▸ **Exercise directions**
Quote the records below in full, exactly as given, with the images taken out.

▸ **Information supplied**
|---|

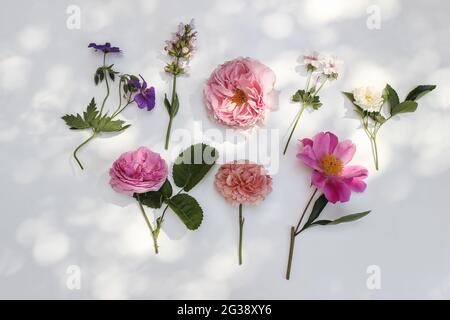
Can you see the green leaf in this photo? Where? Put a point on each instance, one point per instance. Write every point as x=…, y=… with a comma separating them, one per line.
x=166, y=189
x=91, y=112
x=317, y=209
x=75, y=121
x=347, y=218
x=187, y=209
x=175, y=106
x=155, y=199
x=406, y=106
x=193, y=164
x=167, y=105
x=419, y=91
x=152, y=199
x=358, y=109
x=392, y=97
x=376, y=116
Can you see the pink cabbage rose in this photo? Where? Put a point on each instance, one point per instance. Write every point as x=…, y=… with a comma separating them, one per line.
x=329, y=158
x=138, y=172
x=243, y=182
x=239, y=93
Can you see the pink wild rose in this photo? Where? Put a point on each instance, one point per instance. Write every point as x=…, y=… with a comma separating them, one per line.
x=239, y=93
x=138, y=172
x=329, y=158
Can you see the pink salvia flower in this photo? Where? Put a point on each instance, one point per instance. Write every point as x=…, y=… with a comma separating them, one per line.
x=329, y=158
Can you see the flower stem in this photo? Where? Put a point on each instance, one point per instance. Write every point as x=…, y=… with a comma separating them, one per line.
x=107, y=84
x=375, y=150
x=295, y=125
x=295, y=232
x=94, y=134
x=169, y=127
x=149, y=224
x=241, y=229
x=291, y=253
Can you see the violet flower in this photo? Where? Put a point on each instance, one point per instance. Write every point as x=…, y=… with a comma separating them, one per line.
x=106, y=48
x=145, y=98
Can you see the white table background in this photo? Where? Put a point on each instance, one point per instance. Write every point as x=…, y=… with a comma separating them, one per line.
x=53, y=215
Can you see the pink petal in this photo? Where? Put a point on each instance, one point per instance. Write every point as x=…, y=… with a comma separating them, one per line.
x=354, y=172
x=336, y=190
x=306, y=142
x=345, y=151
x=356, y=185
x=318, y=179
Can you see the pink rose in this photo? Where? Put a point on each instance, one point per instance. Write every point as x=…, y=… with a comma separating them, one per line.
x=243, y=182
x=138, y=172
x=239, y=92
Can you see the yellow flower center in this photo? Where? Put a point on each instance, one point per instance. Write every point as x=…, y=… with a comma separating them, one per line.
x=331, y=165
x=369, y=98
x=239, y=98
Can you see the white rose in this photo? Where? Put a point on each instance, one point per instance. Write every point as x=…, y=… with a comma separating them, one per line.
x=368, y=98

|---|

▸ **Written response**
Can you see the green leaf in this photo? Where? Put a point on each instance, one point per instance. Write every point as x=…, y=… with a comma separating them, one per line.
x=166, y=189
x=91, y=112
x=317, y=209
x=75, y=121
x=347, y=218
x=187, y=209
x=175, y=106
x=155, y=199
x=406, y=106
x=193, y=164
x=167, y=105
x=419, y=91
x=152, y=199
x=358, y=109
x=392, y=97
x=376, y=116
Can you see the pink cabbage rose in this photo? Where? Put a point on each instance, one point per instance. Write every point as x=…, y=… with a comma separating them, one per line.
x=329, y=158
x=138, y=172
x=243, y=182
x=239, y=93
Can you see the pink wild rose in this photo? Where? Put a point on each instance, one point per instance. Write every point as x=…, y=… with a comma separating them, one per line.
x=239, y=93
x=138, y=172
x=329, y=158
Can you see the pink salvia flower in this photo? Where? Put a point on each instance, one point per instance. Write every point as x=…, y=… with a comma separating them, one per line.
x=329, y=158
Can you see the flower stem in this photo? Where? Put a point on each instance, one point per instance. Write every point as x=…, y=… with a comma separating them, one per line.
x=107, y=84
x=375, y=150
x=295, y=125
x=295, y=232
x=94, y=134
x=169, y=127
x=149, y=224
x=241, y=229
x=291, y=253
Can you see the violet flower in this photo? Where? Put a point on each instance, one point per instance. Write every point as x=…, y=… with a comma separating them, one per line.
x=106, y=48
x=145, y=98
Can you see the white table background in this photo? Where? Put a point on each instance, one point per instance. Write every point as x=…, y=… with a comma separating them, one per line.
x=53, y=215
Can you see the pink petal in this photo? Where? Put a point on each instance, one point per instance. Write every point as x=…, y=… with a comma separating them, one per line.
x=354, y=172
x=336, y=190
x=306, y=142
x=345, y=151
x=356, y=185
x=318, y=179
Can you see the pink rose in this photo? Where? Put a point on each instance, one point per instance. Write every point as x=…, y=… with a comma separating them, one per line.
x=243, y=182
x=138, y=172
x=239, y=92
Can you see the yellow flower center in this photo? Where? Put a point on each instance, one point per instance. Write every point as x=…, y=… with a comma separating them, one per line.
x=331, y=165
x=369, y=98
x=239, y=98
Can you see the white rose in this photo? Where? Put a point on each instance, one point per instance. Write every point as x=…, y=… with a comma separating them, one per line.
x=368, y=98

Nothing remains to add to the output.